━━━━━ SOURCE MATERIAL ━━━━━

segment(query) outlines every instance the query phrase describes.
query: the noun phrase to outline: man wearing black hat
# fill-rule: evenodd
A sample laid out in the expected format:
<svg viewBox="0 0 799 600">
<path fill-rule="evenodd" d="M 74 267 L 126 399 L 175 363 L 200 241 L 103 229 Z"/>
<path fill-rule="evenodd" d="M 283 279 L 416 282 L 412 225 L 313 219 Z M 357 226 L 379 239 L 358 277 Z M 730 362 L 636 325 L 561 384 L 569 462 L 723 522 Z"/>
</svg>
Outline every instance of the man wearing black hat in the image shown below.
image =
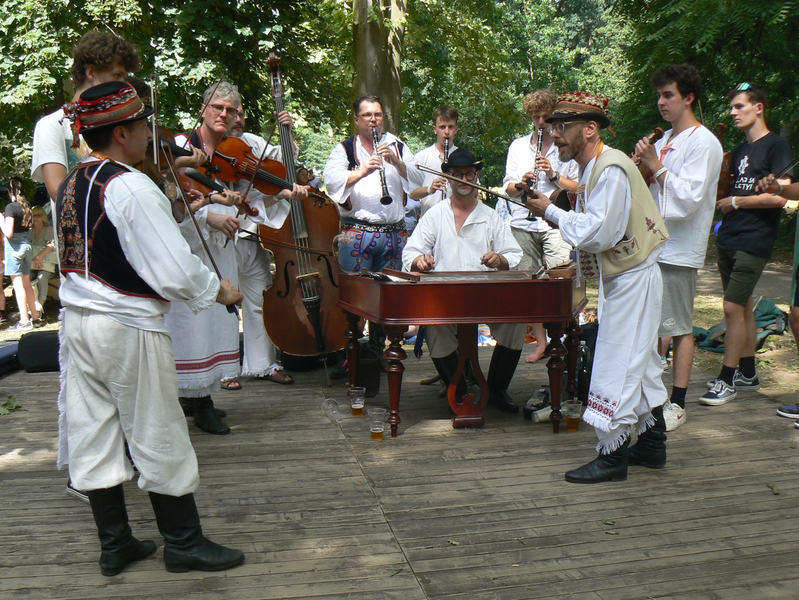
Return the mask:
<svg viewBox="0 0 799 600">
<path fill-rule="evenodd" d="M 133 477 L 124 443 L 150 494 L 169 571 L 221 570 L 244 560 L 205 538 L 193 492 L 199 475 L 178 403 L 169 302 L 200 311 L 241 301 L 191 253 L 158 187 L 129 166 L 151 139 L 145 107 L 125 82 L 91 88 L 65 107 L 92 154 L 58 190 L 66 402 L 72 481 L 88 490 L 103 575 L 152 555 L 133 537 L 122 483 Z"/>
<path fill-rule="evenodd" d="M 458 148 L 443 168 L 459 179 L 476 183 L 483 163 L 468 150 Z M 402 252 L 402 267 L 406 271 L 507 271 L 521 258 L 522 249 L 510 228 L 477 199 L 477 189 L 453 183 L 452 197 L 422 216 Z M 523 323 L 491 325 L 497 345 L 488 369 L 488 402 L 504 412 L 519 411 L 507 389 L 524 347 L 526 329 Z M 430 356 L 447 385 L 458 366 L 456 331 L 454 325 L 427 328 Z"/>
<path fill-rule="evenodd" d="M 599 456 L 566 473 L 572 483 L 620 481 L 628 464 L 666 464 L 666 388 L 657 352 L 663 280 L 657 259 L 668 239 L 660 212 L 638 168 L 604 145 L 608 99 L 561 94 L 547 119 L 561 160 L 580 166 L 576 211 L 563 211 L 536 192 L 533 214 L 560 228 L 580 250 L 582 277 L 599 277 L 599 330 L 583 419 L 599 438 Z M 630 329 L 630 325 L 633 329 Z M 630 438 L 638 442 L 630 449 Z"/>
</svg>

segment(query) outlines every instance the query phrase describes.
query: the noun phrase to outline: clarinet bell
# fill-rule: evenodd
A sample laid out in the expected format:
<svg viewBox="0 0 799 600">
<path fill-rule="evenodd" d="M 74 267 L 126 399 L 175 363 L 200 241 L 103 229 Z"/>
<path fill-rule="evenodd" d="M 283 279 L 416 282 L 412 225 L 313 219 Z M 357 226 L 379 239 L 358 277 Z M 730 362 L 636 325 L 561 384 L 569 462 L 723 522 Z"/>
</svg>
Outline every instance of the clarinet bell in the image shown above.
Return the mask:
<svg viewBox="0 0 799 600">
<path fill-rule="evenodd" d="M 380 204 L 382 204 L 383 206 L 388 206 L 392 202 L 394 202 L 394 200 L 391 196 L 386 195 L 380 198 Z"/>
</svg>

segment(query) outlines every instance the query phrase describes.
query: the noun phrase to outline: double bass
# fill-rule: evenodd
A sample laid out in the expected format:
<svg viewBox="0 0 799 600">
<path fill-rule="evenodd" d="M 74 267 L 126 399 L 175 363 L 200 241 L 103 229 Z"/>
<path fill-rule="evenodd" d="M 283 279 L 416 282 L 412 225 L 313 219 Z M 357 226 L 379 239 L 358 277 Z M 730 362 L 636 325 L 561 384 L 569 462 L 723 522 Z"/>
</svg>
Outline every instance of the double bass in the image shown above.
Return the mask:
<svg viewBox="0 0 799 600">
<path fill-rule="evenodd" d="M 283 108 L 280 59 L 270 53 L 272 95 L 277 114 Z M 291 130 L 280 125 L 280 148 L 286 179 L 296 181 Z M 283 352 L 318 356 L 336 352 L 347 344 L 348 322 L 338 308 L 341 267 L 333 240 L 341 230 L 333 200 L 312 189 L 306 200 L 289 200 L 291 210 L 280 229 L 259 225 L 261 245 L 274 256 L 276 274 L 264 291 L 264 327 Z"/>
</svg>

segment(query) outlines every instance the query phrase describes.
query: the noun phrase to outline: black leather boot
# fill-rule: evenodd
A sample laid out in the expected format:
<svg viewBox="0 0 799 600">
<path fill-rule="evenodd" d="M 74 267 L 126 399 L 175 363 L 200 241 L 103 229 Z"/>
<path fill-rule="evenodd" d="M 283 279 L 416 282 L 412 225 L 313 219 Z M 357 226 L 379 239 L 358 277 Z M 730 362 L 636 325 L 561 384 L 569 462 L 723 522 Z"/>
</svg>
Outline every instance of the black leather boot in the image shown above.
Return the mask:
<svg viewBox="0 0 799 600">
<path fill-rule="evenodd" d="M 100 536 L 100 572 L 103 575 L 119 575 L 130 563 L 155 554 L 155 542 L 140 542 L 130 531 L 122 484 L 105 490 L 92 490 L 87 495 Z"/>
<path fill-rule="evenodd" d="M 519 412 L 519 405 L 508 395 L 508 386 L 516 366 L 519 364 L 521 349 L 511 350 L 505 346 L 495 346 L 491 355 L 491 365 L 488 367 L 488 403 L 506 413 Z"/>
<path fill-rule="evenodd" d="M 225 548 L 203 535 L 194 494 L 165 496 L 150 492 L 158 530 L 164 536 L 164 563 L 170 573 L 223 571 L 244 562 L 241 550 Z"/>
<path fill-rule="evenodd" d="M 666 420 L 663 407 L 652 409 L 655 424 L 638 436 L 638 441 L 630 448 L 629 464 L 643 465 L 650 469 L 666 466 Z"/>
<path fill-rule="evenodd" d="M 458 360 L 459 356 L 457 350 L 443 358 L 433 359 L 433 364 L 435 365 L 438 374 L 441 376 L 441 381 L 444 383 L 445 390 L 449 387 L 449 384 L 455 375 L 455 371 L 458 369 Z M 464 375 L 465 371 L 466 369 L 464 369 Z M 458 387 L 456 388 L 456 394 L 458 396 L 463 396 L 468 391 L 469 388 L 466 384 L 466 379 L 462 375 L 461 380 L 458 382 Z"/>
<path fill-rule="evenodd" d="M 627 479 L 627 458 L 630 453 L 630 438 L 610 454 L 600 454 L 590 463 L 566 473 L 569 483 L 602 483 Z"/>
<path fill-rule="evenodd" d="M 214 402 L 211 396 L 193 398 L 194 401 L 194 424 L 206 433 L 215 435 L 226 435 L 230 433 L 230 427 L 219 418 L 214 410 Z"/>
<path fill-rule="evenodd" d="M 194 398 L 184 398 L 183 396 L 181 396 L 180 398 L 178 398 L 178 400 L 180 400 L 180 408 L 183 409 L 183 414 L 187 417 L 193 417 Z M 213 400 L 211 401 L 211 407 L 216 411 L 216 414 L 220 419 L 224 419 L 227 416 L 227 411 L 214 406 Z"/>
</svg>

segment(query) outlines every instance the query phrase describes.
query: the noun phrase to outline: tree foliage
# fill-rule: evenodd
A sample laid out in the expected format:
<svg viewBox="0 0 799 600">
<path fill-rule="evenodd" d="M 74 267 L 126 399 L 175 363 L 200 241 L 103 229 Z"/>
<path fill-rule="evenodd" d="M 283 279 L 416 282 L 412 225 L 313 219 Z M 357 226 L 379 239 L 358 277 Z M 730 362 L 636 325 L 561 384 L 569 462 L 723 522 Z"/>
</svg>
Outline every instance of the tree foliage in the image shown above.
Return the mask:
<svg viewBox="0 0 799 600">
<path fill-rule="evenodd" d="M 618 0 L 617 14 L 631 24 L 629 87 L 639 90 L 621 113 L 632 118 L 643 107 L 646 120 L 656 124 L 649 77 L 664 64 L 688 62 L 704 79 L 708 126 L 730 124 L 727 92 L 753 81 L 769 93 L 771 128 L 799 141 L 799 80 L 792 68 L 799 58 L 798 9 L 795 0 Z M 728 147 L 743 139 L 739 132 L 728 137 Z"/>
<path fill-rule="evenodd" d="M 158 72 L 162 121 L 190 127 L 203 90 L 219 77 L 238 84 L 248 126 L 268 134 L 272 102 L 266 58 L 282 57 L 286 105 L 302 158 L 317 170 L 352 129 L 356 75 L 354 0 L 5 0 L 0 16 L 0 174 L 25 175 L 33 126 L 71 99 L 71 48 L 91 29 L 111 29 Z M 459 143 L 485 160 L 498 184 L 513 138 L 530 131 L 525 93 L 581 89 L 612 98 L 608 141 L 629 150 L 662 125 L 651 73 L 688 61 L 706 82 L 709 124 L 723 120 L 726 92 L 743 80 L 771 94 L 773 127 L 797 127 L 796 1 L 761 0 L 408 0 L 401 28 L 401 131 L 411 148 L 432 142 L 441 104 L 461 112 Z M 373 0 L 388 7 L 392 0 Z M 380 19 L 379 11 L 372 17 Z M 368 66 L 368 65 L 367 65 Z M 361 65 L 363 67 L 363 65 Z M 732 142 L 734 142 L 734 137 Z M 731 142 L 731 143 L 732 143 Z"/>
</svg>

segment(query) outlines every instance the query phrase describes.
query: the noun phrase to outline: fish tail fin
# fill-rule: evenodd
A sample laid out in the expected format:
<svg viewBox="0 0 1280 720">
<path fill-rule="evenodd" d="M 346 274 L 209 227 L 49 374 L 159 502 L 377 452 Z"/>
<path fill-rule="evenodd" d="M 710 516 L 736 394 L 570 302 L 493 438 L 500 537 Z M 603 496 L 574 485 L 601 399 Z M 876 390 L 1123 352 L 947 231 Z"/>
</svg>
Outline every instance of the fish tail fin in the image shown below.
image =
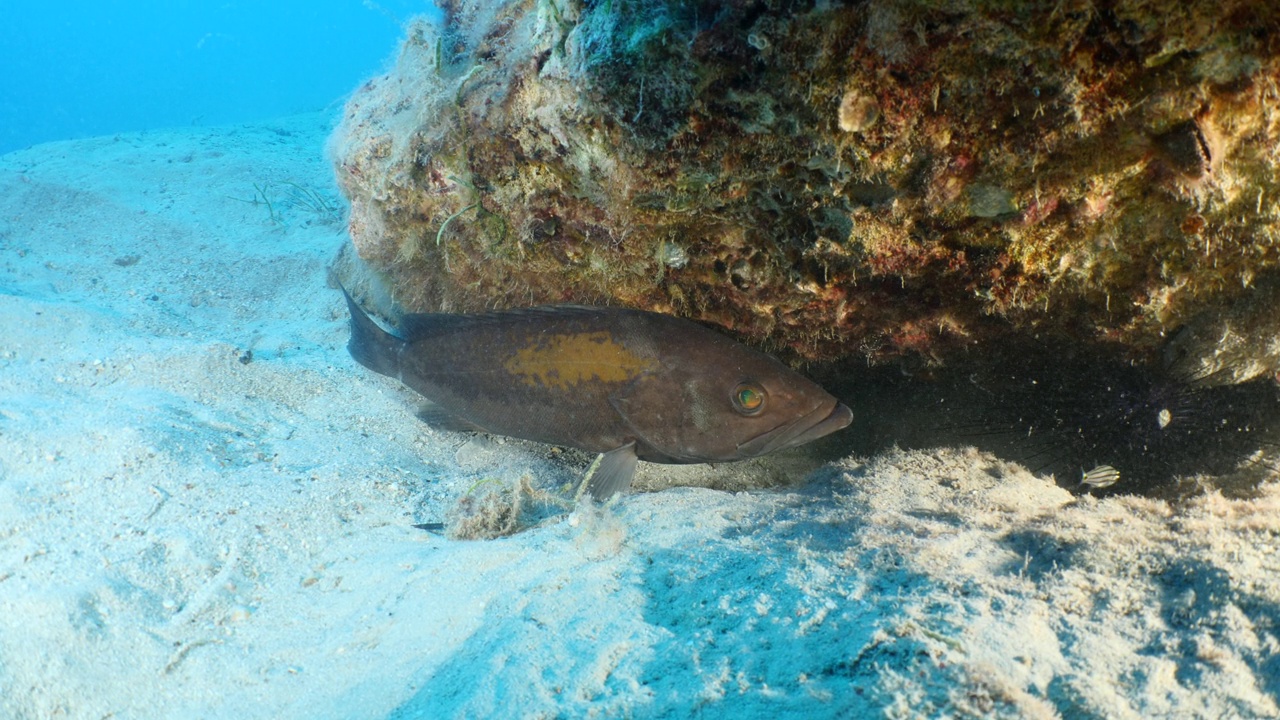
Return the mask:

━━━━━

**YOUR TASK**. Wherever a line in the data above holds the word "fish", copy that line.

**RESULT OF THE EXERCISE**.
query: the noun phrase to outline: fish tail fin
Outline every instance of the fish tail fin in the image shown below.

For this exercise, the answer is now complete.